STORED DATA:
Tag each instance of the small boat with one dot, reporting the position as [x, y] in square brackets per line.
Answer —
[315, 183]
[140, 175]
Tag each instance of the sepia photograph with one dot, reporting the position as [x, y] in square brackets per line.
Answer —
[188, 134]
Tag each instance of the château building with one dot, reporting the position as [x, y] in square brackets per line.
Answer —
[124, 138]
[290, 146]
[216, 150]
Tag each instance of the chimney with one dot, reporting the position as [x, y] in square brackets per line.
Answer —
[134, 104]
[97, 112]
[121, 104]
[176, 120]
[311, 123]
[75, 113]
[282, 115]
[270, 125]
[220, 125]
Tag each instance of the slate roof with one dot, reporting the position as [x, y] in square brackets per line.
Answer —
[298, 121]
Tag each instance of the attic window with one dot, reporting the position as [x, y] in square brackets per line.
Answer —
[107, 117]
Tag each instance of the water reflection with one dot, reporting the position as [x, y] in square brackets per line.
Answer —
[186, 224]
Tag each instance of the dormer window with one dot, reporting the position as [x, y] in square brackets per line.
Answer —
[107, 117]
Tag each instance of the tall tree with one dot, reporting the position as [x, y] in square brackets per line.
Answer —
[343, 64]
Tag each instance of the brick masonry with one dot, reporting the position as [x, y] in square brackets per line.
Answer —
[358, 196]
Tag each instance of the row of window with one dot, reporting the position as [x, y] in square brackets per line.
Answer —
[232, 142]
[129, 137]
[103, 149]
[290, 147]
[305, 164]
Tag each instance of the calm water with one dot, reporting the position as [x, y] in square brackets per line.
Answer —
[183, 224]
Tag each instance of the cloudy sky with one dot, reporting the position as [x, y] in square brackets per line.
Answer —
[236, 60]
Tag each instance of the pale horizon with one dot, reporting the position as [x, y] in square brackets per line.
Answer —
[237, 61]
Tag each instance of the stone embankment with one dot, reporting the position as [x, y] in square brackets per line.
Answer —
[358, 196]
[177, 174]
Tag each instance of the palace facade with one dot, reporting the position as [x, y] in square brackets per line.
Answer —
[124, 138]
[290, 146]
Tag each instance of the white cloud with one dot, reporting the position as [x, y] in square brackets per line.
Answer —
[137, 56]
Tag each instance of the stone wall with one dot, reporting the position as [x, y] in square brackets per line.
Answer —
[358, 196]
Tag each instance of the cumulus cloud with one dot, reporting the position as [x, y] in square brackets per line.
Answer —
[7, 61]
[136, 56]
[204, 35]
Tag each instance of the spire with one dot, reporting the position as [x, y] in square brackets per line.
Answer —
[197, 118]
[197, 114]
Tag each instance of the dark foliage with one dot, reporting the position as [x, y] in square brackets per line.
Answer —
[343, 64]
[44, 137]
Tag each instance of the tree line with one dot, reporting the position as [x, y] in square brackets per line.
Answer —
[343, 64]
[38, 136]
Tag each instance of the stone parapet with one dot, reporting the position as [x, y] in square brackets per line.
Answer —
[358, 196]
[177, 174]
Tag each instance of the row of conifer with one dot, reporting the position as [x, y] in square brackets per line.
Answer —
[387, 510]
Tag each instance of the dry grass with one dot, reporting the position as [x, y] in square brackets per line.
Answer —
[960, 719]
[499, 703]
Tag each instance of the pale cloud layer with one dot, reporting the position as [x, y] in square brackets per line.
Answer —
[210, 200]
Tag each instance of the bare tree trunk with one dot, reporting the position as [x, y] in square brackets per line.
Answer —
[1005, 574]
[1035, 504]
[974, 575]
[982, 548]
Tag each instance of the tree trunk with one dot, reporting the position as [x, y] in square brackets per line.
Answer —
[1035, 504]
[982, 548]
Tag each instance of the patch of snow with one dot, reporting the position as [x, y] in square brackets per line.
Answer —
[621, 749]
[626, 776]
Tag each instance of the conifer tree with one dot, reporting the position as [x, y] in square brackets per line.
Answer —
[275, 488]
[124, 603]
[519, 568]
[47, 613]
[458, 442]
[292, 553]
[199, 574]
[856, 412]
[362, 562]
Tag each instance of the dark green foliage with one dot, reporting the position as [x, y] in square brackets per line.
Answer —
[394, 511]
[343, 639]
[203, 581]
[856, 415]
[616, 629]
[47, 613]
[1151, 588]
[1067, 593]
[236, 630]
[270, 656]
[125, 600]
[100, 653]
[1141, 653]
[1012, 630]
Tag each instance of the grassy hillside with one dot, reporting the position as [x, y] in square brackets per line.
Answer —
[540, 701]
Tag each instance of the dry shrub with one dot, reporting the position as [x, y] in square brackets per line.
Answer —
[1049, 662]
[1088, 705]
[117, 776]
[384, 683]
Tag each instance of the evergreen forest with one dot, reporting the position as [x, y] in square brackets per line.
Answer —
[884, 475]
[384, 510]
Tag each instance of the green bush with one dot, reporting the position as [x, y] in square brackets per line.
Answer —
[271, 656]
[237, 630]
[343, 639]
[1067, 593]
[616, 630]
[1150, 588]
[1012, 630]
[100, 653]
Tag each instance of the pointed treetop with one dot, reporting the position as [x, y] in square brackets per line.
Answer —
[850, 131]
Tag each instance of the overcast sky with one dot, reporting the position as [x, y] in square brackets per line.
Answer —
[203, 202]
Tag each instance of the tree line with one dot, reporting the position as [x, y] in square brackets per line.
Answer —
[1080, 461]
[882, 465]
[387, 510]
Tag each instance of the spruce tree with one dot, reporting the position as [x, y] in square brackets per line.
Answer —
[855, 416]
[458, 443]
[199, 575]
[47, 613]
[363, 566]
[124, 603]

TASK ITEM:
What you give back must match the records word for word.

ANSWER FOR THE TASK:
Tag each instance of the small boat with one dot, reporting the position as [x, y] in square brackets per line.
Answer —
[315, 183]
[140, 175]
Tag each instance of the sepia photograph with one dot, reporting the position as [x, y] in square brackets per line.
Answer —
[188, 134]
Tag each instance of the château building with one dot, reporting the position as [x, y] in square brackets per line.
Answer —
[124, 138]
[290, 146]
[216, 150]
Tag each instance of the chimney with one dot, reporting the position as [x, y] in square brackets per line.
Answer —
[134, 104]
[97, 112]
[121, 104]
[176, 120]
[311, 123]
[75, 113]
[282, 115]
[270, 125]
[220, 125]
Tag each instance of the slate roof with one dot, reporting the position as [x, y] in square brackets per line.
Answer —
[298, 121]
Tag each instance of the attic window with one dot, reporting the position as [x, y] in square brackets per line.
Answer —
[107, 117]
Tag each instance of the water reflection with one dot, reporting the position as [x, y] in square brackets per line.
Answer —
[186, 224]
Tag each instance of the dormer window with one dot, reporting the position as [x, y] in square brackets per line.
Answer —
[107, 117]
Tag each instance of the tall tree with one dot, reporting the position as [x, y] in square brackets per line.
Answer —
[343, 64]
Tag each instance of the brick masonry with one dot, reporting the position as [x, y] in square brackets per line.
Answer —
[358, 196]
Tag each instance of the row of window with one dot, reporting the position as [x, y] in square brackets per line.
Answer —
[232, 142]
[129, 137]
[103, 149]
[290, 147]
[305, 164]
Tag each instance of the calm water with one dot, reporting the position as [x, y] in square brackets per line.
Answer —
[183, 224]
Tag each instance of the cloudy sky with one dot, reporting the position as [x, y] in square brackets per line.
Answer —
[236, 60]
Tag each instance of the pale horizon with one dot, reporting the position as [x, y] in square brackets per line.
Answer —
[237, 61]
Tag each instance of the stone embankment with one dot, reporting the position as [x, y] in square brackets per line.
Answer —
[358, 196]
[177, 174]
Tag each instance of the palace facade with one dot, reporting the position as [x, y] in square brackets per line.
Answer —
[124, 138]
[290, 146]
Tag each instance of the white cloud with one dot, reporting the position as [x, y] in square brackets per line.
Answer —
[137, 56]
Tag each instance of the stone wall with one dot, reporting the position as [x, y] in square brackets per line.
Answer —
[358, 196]
Tag each instance of the cumulus cloud with one dot, reporting the position as [x, y] in square brackets per line.
Answer —
[7, 61]
[136, 56]
[204, 35]
Tag each instance of the spire with one dot, reporting the position as [x, y] in square brackets per line.
Answer —
[197, 118]
[197, 114]
Tag each instance of the dark foliage with one dot, reporting the position as [x, y] in square brackets per line.
Answer —
[343, 64]
[44, 137]
Tag each instance of the tree line with one dot, reporting the position as [x, y] in square brackets per line.
Answer —
[343, 64]
[38, 136]
Tag each instance of the stone parapet with one dot, reporting the position as [x, y] in square brackets per line.
Answer —
[358, 196]
[177, 174]
Tag each instance of the row of conifer with one dot, reporting the position as [x, y] in square brackets per line.
Answer —
[387, 510]
Tag each instance of the dry grass with one dot, reporting the position as [x, y] in square brackets per line.
Answer —
[960, 719]
[499, 703]
Tag each instance of the pale cloud layer with one dot, reporting the position as [x, y] in square brackets per line.
Answer —
[210, 200]
Tag each instance of the bare tree trunk with one dot, reporting the position as [x, y] in square brackets per line.
Answer —
[1005, 574]
[1035, 504]
[974, 575]
[982, 548]
Tag each instance of the tree trunk with one dot, reporting the position as [x, y] in square brackets per line.
Answer —
[1035, 504]
[982, 548]
Tag each instance of the patch of snow with one dot, reporting the position as [x, y] in square brackets per line.
Answer —
[621, 749]
[626, 776]
Tag each instance of the conifer tree with one dot, reporting the position as [x, y] in square brackets per line.
Answer —
[275, 488]
[124, 603]
[519, 568]
[47, 613]
[458, 442]
[292, 553]
[199, 574]
[856, 412]
[362, 562]
Tag each instance of the dark green foliage with one dot, reporting the position as [x, y] in square brackets per line.
Answer —
[394, 511]
[343, 639]
[203, 581]
[856, 415]
[616, 629]
[47, 613]
[1151, 588]
[1067, 593]
[236, 630]
[270, 656]
[125, 600]
[100, 653]
[1141, 653]
[1012, 630]
Tag each instance of the grassy hillside with one dot, reporting the position as [x, y] in square brackets per line.
Answer —
[540, 701]
Tag each instance of the dry shrub with one dot, reporting the position as [x, y] in square brackets per line.
Answer —
[1049, 662]
[1088, 705]
[117, 776]
[384, 683]
Tag each instance of the evergreen forest with one dot, reporting the position as [x, y] in square brackets per line.
Answer —
[884, 475]
[384, 510]
Tag each instance of the green bush with one dot, reporting the position as [x, y] in square brackets per line.
Answer —
[271, 656]
[237, 630]
[343, 639]
[1067, 593]
[616, 630]
[1150, 588]
[1012, 630]
[100, 653]
Tag each instance of the pointed treetop with one dot, reporting the position as [x, y] in square brackets per line.
Answer —
[850, 131]
Tag each instance of the overcast sky with one dot, reporting the position as [x, y] in square brackets per line.
Answer —
[203, 202]
Tag each instance of the tree line with one dot, reporting the position as [x, y] in square brackets per line.
Answer —
[1080, 461]
[882, 465]
[387, 510]
Tag each instance of the spruce tree with one dot, reporting the position as [x, y] in square brackets per line.
Answer —
[855, 416]
[458, 443]
[199, 575]
[47, 613]
[363, 566]
[124, 603]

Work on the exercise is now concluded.